• Directions for this task: Please return the entries, omitting and altering nothing.

· · · ·

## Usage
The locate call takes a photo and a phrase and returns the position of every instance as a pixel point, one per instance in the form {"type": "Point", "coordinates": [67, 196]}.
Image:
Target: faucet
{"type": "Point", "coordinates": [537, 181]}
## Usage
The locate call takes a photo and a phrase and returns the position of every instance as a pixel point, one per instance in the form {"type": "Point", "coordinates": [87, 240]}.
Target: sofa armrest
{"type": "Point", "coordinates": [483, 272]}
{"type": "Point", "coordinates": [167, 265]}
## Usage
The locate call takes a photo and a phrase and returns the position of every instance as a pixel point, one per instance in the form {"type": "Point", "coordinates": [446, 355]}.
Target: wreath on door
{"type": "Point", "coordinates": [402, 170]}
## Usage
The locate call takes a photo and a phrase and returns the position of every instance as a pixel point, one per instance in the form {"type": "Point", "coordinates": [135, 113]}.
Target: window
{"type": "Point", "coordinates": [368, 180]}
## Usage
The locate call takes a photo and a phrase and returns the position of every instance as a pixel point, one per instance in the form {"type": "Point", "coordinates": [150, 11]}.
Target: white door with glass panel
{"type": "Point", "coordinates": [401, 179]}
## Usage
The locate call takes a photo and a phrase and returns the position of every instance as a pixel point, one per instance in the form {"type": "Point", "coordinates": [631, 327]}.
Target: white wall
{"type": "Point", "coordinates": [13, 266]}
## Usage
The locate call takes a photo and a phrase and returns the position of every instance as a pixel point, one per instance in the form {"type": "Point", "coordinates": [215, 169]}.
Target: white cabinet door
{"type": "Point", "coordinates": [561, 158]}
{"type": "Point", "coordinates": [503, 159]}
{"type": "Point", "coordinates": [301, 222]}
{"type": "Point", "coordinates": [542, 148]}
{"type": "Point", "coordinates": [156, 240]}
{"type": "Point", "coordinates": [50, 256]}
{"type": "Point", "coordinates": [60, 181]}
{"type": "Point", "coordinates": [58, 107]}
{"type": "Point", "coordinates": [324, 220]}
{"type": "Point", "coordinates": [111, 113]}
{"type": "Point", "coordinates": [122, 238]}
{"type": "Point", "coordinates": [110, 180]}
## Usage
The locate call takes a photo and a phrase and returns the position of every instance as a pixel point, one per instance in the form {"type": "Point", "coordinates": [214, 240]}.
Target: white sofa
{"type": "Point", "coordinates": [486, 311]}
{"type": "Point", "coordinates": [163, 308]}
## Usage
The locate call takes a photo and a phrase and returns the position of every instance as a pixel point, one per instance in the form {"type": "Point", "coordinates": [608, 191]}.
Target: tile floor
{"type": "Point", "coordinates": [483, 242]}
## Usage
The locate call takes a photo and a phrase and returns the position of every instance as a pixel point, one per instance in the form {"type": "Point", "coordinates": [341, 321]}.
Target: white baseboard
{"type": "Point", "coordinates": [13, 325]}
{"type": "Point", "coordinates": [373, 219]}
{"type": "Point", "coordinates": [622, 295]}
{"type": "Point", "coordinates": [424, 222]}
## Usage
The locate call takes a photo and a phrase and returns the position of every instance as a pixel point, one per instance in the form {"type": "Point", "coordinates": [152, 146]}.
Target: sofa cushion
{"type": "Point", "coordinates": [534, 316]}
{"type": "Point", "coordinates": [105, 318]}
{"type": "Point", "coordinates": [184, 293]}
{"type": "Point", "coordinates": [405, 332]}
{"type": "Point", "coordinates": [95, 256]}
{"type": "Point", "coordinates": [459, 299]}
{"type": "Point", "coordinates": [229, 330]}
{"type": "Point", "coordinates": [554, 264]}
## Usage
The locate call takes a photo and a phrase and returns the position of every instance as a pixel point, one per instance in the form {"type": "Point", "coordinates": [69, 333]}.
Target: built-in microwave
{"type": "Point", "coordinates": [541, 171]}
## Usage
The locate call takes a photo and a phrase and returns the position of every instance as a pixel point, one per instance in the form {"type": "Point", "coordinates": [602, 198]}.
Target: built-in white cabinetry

· · · ·

• Solution to this exercise:
## Usage
The locate call takes a photo and a phrase and returns the position of every instance as a pixel point, one per instance in the form {"type": "Point", "coordinates": [67, 196]}.
Image:
Target: faucet
{"type": "Point", "coordinates": [537, 181]}
## Usage
The locate call takes a photo and a phrase and returns the position of every instance as a pixel point, one per instance in the form {"type": "Point", "coordinates": [87, 240]}.
Target: sofa armrest
{"type": "Point", "coordinates": [483, 272]}
{"type": "Point", "coordinates": [167, 265]}
## Usage
The locate call takes a photo and a phrase and returns the position of every instance as a pixel point, one per instance in the form {"type": "Point", "coordinates": [446, 355]}.
Target: wreath on door
{"type": "Point", "coordinates": [402, 170]}
## Usage
The locate call takes a photo and a phrase and returns the position of every instance as a pixel point, one per instance in the form {"type": "Point", "coordinates": [135, 113]}.
Target: window
{"type": "Point", "coordinates": [368, 180]}
## Usage
The locate call takes a photo and a phrase and returns the position of every instance as a pixel point, one per instance in the form {"type": "Point", "coordinates": [150, 11]}.
Target: white door with glass panel
{"type": "Point", "coordinates": [401, 179]}
## Usage
The locate call takes a photo and a phrase and returns the position of every instance as a pixel point, one per instance in the form {"type": "Point", "coordinates": [631, 327]}.
Target: white wall
{"type": "Point", "coordinates": [13, 266]}
## Usage
The locate call takes a photo and a phrase and returns the position of every instance as a pixel point, one per instance in the form {"type": "Point", "coordinates": [215, 169]}.
Target: white cabinet door
{"type": "Point", "coordinates": [561, 158]}
{"type": "Point", "coordinates": [503, 159]}
{"type": "Point", "coordinates": [301, 222]}
{"type": "Point", "coordinates": [542, 148]}
{"type": "Point", "coordinates": [156, 240]}
{"type": "Point", "coordinates": [50, 256]}
{"type": "Point", "coordinates": [60, 181]}
{"type": "Point", "coordinates": [58, 107]}
{"type": "Point", "coordinates": [324, 220]}
{"type": "Point", "coordinates": [111, 113]}
{"type": "Point", "coordinates": [122, 238]}
{"type": "Point", "coordinates": [110, 180]}
## Usage
The locate call takes a photo and a phrase and returns the position of every instance as a pixel point, one per instance in the form {"type": "Point", "coordinates": [214, 240]}.
Target: white sofa
{"type": "Point", "coordinates": [486, 311]}
{"type": "Point", "coordinates": [163, 308]}
## Usage
The locate call takes a photo and a phrase and returns the position of every instance as a pixel point, one per instance in the form {"type": "Point", "coordinates": [608, 191]}.
Target: tile floor
{"type": "Point", "coordinates": [483, 242]}
## Usage
The locate call takes a photo and a phrase and returns the position of every instance as a pixel point, one per instance in the form {"type": "Point", "coordinates": [341, 321]}.
Target: white baseboard
{"type": "Point", "coordinates": [13, 325]}
{"type": "Point", "coordinates": [373, 219]}
{"type": "Point", "coordinates": [622, 295]}
{"type": "Point", "coordinates": [424, 222]}
## Usage
The locate call takes a photo and a phrase and returns the position of every instance as a pixel point, one per instance in the form {"type": "Point", "coordinates": [152, 146]}.
Target: sofa cushion
{"type": "Point", "coordinates": [534, 316]}
{"type": "Point", "coordinates": [105, 318]}
{"type": "Point", "coordinates": [184, 293]}
{"type": "Point", "coordinates": [405, 332]}
{"type": "Point", "coordinates": [95, 256]}
{"type": "Point", "coordinates": [459, 299]}
{"type": "Point", "coordinates": [229, 330]}
{"type": "Point", "coordinates": [554, 264]}
## Usage
The locate call takes a photo and a phrase and returns the position of every instance as a pixel point, one per instance in the form {"type": "Point", "coordinates": [69, 333]}.
Target: built-in microwave
{"type": "Point", "coordinates": [541, 171]}
## Usage
The locate call takes a photo and a phrase and returns the position of every instance as a pixel point, one per instance in the form {"type": "Point", "coordinates": [602, 198]}.
Target: built-in white cabinetry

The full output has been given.